DATA ENTRIES –
— begin —

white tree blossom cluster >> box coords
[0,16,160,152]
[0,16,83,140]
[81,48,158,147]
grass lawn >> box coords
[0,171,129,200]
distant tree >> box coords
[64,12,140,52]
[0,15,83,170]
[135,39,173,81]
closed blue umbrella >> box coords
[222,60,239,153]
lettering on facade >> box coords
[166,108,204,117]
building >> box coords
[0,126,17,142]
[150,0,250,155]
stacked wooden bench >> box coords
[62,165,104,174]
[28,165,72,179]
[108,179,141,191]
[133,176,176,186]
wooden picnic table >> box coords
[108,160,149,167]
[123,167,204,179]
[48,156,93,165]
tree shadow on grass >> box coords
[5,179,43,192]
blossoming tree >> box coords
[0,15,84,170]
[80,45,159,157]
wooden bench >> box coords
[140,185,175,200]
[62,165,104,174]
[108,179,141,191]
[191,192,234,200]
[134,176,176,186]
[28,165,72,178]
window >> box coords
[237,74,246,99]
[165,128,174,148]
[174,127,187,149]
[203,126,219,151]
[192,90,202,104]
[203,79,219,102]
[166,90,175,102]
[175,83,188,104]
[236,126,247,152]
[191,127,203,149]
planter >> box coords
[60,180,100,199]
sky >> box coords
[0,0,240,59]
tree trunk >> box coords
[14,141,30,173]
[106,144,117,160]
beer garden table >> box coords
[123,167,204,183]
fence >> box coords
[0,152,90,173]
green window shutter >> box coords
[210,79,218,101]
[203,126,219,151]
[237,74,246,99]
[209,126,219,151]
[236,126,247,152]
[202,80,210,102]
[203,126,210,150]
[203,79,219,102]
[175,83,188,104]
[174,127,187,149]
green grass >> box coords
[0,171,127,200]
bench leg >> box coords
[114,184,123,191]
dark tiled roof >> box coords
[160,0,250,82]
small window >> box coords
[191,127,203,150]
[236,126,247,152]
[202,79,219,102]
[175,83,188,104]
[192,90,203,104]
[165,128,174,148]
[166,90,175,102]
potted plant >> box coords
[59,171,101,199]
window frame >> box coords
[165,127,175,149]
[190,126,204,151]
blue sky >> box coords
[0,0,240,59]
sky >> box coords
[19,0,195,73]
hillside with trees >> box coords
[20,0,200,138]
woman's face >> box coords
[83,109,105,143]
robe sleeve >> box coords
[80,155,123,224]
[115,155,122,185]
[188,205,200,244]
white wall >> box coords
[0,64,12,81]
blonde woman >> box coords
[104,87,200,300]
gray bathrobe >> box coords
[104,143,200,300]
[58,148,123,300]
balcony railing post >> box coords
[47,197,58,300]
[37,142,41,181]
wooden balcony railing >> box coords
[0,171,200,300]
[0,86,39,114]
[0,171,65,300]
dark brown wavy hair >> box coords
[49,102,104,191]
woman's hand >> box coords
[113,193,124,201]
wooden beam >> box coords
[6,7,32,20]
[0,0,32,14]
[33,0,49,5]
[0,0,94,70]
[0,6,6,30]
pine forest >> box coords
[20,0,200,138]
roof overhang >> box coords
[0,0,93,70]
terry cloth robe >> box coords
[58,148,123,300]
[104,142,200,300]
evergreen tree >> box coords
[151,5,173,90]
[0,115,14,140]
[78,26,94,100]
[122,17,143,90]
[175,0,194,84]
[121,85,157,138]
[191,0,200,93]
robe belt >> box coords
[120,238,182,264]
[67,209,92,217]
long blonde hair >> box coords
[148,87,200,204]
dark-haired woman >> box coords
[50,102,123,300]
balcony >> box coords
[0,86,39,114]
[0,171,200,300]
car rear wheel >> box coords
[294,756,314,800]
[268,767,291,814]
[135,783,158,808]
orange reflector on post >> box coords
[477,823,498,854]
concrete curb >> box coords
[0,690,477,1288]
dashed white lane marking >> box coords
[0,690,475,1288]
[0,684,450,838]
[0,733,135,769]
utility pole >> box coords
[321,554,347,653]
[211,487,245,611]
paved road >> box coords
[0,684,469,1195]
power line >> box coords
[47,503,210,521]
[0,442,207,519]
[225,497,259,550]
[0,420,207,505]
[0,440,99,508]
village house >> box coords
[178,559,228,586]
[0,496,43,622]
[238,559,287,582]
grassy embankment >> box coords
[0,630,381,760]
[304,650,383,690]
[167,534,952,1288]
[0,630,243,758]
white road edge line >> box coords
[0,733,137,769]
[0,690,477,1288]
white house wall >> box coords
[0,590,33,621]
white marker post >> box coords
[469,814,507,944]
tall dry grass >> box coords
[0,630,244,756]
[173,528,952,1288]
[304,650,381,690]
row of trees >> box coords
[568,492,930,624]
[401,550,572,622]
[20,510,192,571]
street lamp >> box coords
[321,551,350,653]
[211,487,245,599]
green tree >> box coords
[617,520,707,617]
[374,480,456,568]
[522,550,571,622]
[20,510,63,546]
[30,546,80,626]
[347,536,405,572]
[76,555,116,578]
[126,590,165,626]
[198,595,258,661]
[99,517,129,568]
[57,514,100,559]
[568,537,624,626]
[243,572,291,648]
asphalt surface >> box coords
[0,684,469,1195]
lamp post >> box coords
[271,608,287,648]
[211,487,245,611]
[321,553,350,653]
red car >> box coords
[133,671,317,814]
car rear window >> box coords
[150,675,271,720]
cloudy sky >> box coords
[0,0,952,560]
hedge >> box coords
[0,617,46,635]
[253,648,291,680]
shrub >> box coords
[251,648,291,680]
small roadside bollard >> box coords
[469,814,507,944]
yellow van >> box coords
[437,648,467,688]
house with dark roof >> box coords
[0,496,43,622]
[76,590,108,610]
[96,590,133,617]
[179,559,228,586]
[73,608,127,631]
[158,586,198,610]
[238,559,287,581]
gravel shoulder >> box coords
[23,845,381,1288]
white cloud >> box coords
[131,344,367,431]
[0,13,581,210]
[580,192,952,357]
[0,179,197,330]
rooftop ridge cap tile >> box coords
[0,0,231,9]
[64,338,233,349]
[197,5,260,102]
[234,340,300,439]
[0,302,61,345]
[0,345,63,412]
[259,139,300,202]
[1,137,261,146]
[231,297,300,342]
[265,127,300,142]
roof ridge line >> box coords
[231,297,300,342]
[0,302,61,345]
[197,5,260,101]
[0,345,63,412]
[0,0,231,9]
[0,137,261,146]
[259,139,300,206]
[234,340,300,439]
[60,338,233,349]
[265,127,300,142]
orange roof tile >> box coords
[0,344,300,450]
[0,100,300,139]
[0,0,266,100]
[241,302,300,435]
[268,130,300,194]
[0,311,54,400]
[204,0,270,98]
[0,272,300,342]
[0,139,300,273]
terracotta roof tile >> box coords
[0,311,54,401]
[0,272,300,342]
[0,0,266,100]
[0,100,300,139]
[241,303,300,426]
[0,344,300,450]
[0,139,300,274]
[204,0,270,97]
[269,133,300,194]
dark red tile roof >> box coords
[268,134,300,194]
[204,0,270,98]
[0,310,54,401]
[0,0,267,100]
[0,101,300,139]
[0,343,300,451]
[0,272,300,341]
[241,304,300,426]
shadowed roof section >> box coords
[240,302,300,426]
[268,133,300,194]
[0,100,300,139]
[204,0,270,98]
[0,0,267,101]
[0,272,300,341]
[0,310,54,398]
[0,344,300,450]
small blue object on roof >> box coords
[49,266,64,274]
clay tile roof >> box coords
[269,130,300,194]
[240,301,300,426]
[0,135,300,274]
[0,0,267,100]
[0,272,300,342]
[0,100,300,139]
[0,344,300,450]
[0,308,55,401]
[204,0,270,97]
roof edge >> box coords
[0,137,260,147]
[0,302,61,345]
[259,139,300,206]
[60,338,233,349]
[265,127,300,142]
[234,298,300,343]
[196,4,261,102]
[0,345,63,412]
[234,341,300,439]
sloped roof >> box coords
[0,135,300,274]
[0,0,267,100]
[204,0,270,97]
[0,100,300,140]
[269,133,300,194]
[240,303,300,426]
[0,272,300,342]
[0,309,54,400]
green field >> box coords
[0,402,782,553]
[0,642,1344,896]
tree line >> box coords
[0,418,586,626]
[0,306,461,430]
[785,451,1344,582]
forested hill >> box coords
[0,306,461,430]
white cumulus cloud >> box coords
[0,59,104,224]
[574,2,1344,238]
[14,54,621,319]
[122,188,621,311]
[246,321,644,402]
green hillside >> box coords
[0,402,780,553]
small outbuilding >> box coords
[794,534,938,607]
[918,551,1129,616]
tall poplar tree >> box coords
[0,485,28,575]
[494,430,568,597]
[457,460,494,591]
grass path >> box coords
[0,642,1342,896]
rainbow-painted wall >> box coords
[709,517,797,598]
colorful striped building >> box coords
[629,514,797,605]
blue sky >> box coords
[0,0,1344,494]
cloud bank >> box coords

— end —

GIVEN REQUEST – Please write out the stretch of material from the line containing "green grass >> box coords" through the line containing "[59,171,101,199]", adding 73 to every box coordinate and leaving the other lines unchanged. Give only that stretch.

WRITTEN SOLUTION –
green grass >> box coords
[73,244,200,273]
bench leg >> box coords
[187,257,196,264]
dark tiled roof >> box coords
[233,73,323,155]
small window >> box coords
[264,200,276,223]
[309,199,320,225]
[275,152,292,175]
[248,156,261,177]
[265,163,276,177]
[238,201,247,221]
[239,163,248,175]
potted plant >> box coords
[132,244,174,272]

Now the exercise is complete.